__EXTRACT__
****************************************

Donald Trump’s Boxing Strategy for Winning the Nomination

5 minute read

In his long career as a real estate developer, casino mogul, and all-around promoter, Donald J. Trump has had a finger in every business from selling ties and perfume to running an airline. But for his latest line of work—aspiring leader of the free world—some of his most useful lessons came courtesy of his stints as a boxing promoter. He explained it all when a TIME reporter interviewed him aboard his private jet on the eve of Super Tuesday for a cover story available to readers here.

“A great fighter, when he goes into someone else’s town, he knows that the judges are going to be against him,” Trump mused. This is how he feels as a political outsider trying to beat the other Republicans on their home turf.

“So how does he take the judges out of it? A knockout. You knock the other guy out, it doesn’t matter what the jury thinks.”

And what constitutes a knockout in politics?

“Winning the delegates. If we have the delegates at the convention, there is nothing they can do about it.”

Another lesson from the boxing world might account for Trump’s most famous feature: the miraculous feat of follicular engineering that is his cantilevered comb-over.

****************************************

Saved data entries
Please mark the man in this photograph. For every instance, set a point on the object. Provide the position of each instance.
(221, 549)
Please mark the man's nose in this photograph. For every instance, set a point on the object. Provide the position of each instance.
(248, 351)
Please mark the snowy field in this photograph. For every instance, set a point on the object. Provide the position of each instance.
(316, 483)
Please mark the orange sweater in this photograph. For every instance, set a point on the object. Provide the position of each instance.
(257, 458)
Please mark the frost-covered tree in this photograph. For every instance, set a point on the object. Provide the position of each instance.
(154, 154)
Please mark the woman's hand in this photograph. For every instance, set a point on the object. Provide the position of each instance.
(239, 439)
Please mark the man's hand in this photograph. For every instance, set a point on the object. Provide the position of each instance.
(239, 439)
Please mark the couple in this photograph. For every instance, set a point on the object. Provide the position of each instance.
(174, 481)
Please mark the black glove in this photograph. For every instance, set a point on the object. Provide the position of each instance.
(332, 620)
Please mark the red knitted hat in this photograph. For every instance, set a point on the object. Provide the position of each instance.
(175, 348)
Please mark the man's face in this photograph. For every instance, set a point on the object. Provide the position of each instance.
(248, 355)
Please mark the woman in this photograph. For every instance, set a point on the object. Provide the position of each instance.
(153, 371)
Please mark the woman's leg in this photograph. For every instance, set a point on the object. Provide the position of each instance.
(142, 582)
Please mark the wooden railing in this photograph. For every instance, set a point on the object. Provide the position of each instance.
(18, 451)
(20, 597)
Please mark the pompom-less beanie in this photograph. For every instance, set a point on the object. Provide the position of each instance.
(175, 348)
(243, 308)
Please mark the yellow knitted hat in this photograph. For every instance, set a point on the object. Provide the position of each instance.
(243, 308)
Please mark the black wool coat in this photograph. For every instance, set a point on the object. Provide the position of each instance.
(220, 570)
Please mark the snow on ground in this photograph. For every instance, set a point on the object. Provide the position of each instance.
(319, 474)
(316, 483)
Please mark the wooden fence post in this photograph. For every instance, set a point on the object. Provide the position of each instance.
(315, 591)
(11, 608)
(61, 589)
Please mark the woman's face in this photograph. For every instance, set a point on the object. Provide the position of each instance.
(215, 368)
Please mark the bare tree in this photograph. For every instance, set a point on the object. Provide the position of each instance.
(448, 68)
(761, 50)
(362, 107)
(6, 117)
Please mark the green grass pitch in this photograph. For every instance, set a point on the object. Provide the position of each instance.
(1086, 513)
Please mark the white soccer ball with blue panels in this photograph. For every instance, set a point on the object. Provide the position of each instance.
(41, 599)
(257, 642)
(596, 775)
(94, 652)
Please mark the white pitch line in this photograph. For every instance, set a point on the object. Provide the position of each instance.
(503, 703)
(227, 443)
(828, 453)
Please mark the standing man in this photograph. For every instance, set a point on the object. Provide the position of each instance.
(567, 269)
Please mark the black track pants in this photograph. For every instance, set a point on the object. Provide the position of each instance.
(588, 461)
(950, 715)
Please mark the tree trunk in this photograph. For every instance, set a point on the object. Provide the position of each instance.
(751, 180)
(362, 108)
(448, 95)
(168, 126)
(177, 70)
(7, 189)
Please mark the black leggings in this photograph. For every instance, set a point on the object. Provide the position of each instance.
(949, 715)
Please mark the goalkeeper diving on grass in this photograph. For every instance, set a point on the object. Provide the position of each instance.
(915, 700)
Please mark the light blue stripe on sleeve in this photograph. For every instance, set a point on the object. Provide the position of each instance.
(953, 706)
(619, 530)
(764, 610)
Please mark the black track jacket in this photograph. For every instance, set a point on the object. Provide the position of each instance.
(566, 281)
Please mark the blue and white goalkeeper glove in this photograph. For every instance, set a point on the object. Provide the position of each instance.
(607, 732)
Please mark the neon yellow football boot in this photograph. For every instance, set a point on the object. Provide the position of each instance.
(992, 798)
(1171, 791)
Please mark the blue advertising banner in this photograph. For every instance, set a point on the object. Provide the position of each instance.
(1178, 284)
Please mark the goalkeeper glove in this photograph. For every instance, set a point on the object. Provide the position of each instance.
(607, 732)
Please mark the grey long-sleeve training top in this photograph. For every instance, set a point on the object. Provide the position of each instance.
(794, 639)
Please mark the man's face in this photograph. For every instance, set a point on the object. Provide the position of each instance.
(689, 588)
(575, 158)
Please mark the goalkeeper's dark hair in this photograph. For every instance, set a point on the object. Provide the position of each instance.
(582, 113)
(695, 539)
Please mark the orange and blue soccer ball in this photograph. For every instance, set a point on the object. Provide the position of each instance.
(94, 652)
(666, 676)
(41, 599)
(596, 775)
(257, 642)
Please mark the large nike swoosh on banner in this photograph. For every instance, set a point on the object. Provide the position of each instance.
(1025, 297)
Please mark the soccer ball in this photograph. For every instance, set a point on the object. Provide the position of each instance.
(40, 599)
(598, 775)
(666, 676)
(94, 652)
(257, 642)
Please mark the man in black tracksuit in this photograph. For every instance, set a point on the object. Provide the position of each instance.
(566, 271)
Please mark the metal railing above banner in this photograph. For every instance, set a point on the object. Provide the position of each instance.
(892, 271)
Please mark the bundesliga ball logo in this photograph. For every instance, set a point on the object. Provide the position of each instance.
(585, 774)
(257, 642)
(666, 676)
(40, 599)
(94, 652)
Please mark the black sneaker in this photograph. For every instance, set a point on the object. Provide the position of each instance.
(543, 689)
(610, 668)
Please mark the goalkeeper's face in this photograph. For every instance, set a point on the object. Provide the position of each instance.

****************************************

__REQUIRED ACTION A__
According to the article on Trump's boxing strategy, what counts as a knockout in politics?
__REQUIRED ACTION B__
Write out the portion of the article on Trump's boxing strategy starting at "5 minute read" and ending at "to readers here.".
These records come from a separate source.

__TASK RESULT A__
Winning the delegates.

__TASK RESULT B__
5 minute read

In his long career as a real estate developer, casino mogul, and all-around promoter, Donald J. Trump has had a finger in every business from selling ties and perfume to running an airline. But for his latest line of work—aspiring leader of the free world—some of his most useful lessons came courtesy of his stints as a boxing promoter. He explained it all when a TIME reporter interviewed him aboard his private jet on the eve of Super Tuesday for a cover story available to readers here.